PROBLEM TO SOLVE:
Rewrite the lines of the material below as a numbered list, leaving out any blank lines.

========================================

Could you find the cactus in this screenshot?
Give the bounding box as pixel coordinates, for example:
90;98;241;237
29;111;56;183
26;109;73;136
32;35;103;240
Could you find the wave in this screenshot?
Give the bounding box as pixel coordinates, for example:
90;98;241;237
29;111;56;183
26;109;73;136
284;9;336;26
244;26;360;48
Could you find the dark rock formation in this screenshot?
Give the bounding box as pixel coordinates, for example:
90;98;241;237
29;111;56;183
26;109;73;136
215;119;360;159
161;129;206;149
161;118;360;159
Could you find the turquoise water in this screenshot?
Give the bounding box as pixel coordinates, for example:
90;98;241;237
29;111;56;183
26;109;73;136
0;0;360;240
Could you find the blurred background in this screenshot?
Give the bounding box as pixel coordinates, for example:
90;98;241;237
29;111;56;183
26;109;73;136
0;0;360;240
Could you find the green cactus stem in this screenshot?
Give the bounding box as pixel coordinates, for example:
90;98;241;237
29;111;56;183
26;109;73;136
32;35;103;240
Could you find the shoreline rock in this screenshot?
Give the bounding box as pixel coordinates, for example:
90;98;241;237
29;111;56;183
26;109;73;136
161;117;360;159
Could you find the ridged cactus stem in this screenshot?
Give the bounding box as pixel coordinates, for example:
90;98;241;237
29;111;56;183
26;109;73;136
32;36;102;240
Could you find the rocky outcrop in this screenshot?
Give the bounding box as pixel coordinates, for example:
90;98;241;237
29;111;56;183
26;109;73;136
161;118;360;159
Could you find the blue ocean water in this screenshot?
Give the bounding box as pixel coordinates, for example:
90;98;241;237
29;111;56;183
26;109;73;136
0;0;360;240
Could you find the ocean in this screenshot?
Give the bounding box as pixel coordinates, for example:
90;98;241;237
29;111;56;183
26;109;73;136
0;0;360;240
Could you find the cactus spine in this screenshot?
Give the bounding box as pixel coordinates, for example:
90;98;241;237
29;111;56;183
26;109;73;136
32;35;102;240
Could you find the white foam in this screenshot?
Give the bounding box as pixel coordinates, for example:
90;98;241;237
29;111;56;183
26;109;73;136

========================================

OUTPUT BELOW:
1. Could you find the cactus in this screenshot?
2. Give the bounding box as pixel coordinates, for example:
3. 90;98;241;237
4. 29;111;56;183
5. 26;109;73;136
6. 32;35;103;240
7. Could you find the wave in this screenshot?
8. Give the bounding box as pixel coordinates, for example:
9. 90;98;241;237
10. 29;111;56;183
11. 26;109;73;136
12. 284;9;336;26
13. 244;26;360;48
14. Could you find the dark rock formation in this screenshot?
15. Give the bounding box as pixel coordinates, for example:
16. 90;98;241;237
17. 29;111;56;183
18. 26;109;73;136
19. 215;119;360;159
20. 161;129;206;149
21. 161;118;360;159
22. Could you find the turquoise water in this screenshot?
23. Give the bounding box as pixel coordinates, for example:
24. 90;98;241;237
25. 29;111;56;183
26. 26;109;73;136
27. 0;0;360;240
28. Could you find the blurred background in this screenshot?
29. Give the bounding box as pixel coordinates, for example:
30. 90;98;241;237
31. 29;111;56;183
32. 26;109;73;136
33. 0;0;360;240
34. Could you find the green cactus stem in this screenshot?
35. Give the bounding box as pixel coordinates, for example:
36. 90;98;241;237
37. 29;111;56;183
38. 26;109;73;136
39. 32;35;103;240
40. Could you find the shoreline rock in this screenshot?
41. Give the bounding box as pixel coordinates, for example:
42. 90;98;241;237
43. 29;111;56;183
44. 26;109;73;136
45. 161;117;360;159
46. Could you find the ridged cactus stem in this screenshot?
47. Give the bounding box as pixel coordinates, for example:
48. 90;98;241;237
49. 29;111;56;183
50. 26;109;73;136
51. 32;36;102;240
52. Could you find the rocky outcrop in this screenshot?
53. Give the bounding box as pixel coordinates, for example:
54. 90;98;241;237
55. 29;111;56;183
56. 26;109;73;136
57. 161;118;360;159
58. Could you find the blue ocean water in this screenshot?
59. Give the bounding box as pixel coordinates, for example:
60. 90;98;241;237
61. 29;111;56;183
62. 26;109;73;136
63. 0;0;360;240
64. Could you find the ocean in this screenshot?
65. Give the bounding box as pixel coordinates, for example:
66. 90;98;241;237
67. 29;111;56;183
68. 26;109;73;136
69. 0;0;360;240
70. Could you find the cactus spine in this screenshot?
71. Give the bounding box as pixel coordinates, for example:
72. 90;98;241;237
73. 29;111;56;183
74. 26;109;73;136
75. 32;35;102;240
76. Could you find the white foam in this screenshot?
77. Give the bounding box as pixel coordinates, for example:
78. 90;98;241;237
79. 29;111;56;183
80. 26;109;73;136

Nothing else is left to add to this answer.